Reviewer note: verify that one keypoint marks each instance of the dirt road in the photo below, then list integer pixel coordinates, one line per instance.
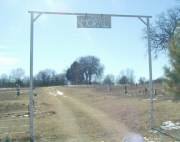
(71, 120)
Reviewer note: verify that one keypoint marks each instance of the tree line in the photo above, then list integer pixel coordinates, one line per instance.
(85, 70)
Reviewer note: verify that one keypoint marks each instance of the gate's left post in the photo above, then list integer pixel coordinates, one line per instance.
(31, 94)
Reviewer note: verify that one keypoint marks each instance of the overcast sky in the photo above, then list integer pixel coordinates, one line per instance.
(58, 42)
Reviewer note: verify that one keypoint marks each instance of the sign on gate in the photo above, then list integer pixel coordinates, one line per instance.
(94, 21)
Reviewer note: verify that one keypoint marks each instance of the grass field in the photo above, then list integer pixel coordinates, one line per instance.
(85, 114)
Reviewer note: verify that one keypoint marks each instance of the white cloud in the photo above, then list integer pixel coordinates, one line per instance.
(6, 61)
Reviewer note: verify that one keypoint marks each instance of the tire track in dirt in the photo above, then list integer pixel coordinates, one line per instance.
(94, 125)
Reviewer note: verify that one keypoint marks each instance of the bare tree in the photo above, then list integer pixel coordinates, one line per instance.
(162, 31)
(91, 67)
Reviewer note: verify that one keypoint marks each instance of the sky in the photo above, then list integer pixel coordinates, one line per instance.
(58, 42)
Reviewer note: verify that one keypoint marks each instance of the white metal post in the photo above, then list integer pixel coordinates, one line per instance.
(31, 104)
(150, 77)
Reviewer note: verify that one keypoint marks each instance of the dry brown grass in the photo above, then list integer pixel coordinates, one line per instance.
(87, 114)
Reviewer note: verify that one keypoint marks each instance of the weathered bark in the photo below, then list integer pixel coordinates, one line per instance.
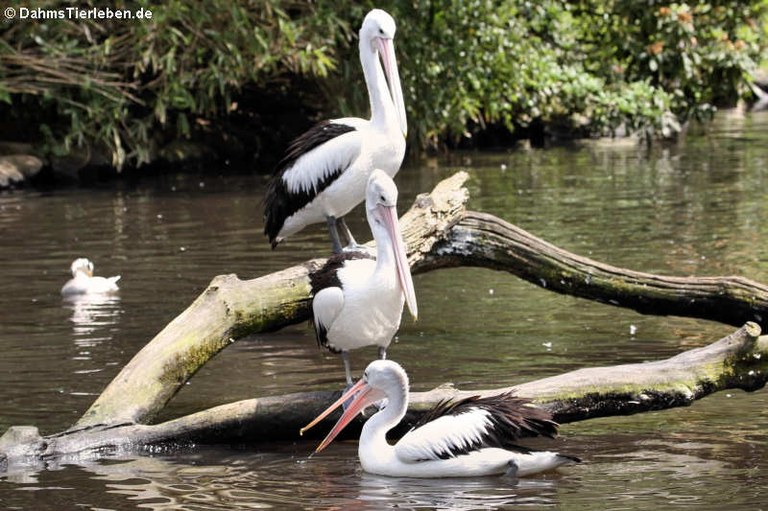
(479, 239)
(439, 234)
(738, 361)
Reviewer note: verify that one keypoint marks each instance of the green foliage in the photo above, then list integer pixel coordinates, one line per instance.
(115, 82)
(588, 67)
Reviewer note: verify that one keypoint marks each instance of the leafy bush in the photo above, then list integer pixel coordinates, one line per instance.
(116, 82)
(585, 67)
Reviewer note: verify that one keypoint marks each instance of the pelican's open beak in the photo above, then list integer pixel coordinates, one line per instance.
(364, 395)
(391, 223)
(387, 53)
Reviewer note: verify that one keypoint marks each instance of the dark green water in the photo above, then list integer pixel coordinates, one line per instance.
(698, 207)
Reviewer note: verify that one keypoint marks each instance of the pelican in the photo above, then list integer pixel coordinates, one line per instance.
(358, 301)
(471, 437)
(83, 281)
(323, 173)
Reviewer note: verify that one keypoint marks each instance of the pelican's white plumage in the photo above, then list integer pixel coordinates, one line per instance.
(471, 437)
(83, 281)
(324, 171)
(358, 301)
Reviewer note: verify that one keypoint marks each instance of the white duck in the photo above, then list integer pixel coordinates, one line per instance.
(83, 281)
(471, 437)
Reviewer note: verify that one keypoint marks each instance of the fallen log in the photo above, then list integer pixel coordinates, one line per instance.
(439, 233)
(738, 361)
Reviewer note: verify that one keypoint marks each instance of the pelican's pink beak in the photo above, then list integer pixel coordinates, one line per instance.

#### EXERCISE:
The records above should be repeated exactly, with no pictures in the copy.

#### FINISHED EXERCISE:
Reviewer note: verify that one keypoint marks each instance of the dirt road in the photo below, then list integer pixel coordinates, one line per instance.
(71, 120)
Reviewer note: verify that one keypoint marks each instance of the tree line in the photo above, then list integer pixel coordinates, one line per instance.
(85, 70)
Reviewer note: verify that one keypoint marks each instance of the gate's left post in the photo above, then list integer pixel coordinates, one line per instance.
(31, 94)
Reviewer note: verify that one keypoint marks each instance of the overcast sky in the photo above, then list integer pixel coordinates, one line per instance.
(58, 42)
Reviewer note: verify that one keypoint marks each instance of the sign on gate in the photo above, then list integer pixel coordinates, one line per instance.
(94, 21)
Reviewer note: verify that one keypoint marks each instance of the grass field in the photo above, then list integer pixel coordinates, one line per instance.
(85, 114)
Reviewer note: verify that one keypoint marks each instance of the white cloud in the photo above, then list integer pixel coordinates, one line per instance.
(6, 61)
Reviewer note: verify that one keypoint marks each instance of the tire track in dirt in the photo above, then list integer pixel coordinates, one line per instance.
(94, 125)
Reviewer note: verify that one keypoint marks each instance of the bare tree in the photo above, then list integer pixel coordinates, one line per instance.
(162, 31)
(91, 67)
Reviewer note: verify that one keypoint marks each instance of the sky in the photo above, then list integer pixel coordinates, one line per instance.
(58, 42)
Reviewer note: verify that one keypoint marks each instance of the white metal post in the photo above, then list integer pixel coordinates, one line per instance.
(31, 104)
(150, 77)
Reviewer note: verify that one keypoint marks each instance of the dry brown grass in the photo above, then list integer pixel coordinates, one line per instance.
(87, 114)
Reviewer note: verify that one keypoint marks each instance of the weathered bark in the photo below, then list integer pixel coordinates, one line per instance.
(479, 239)
(439, 234)
(738, 361)
Reviewer note: verify that one keypoint marks each instance of the green foliage in the photo above, then list integer pixel coordinates, one line per instance.
(115, 82)
(588, 67)
Reviewer note: verify that one keypoint marks each instance of the leafy bush in the photo above, then list integer pixel coordinates, one line per instance.
(116, 82)
(585, 67)
Reviewer note: verify that one keypoint marks each instance of the pelican's open beak in the photo above, then list integer pixel coordinates, one line per instance.
(364, 395)
(391, 223)
(387, 53)
Reviewer note: verify that one keypoint marks each instance of the dark green water in the photo above, then list integer pixel coordinates, one line per instance.
(698, 207)
Reviewer note: verify that one keypoint marks each instance of the pelican in the photo above, then list integer pixel coordinates, one line per instance.
(358, 301)
(471, 437)
(83, 281)
(323, 173)
Reviewer note: verify that one keypoint marks each instance of the pelican's white plumage in the photo above, then list integer pixel coordinates, one line per instance.
(471, 437)
(83, 281)
(324, 171)
(358, 301)
Reviewer note: verify that one keypoint marks each instance of the white duck in the photo above, then list integer pixel coordinates, one line per instance.
(83, 281)
(471, 437)
Reviewer note: verify that one keypoint marks each instance of the fallen log in the photo above, then list integer pixel coordinates, one line per instance.
(439, 233)
(738, 361)
Reviewer note: verify that one keypoint marks each instance of the pelican's pink beak in the photo above, then list integer pixel coordinates, one line per instance.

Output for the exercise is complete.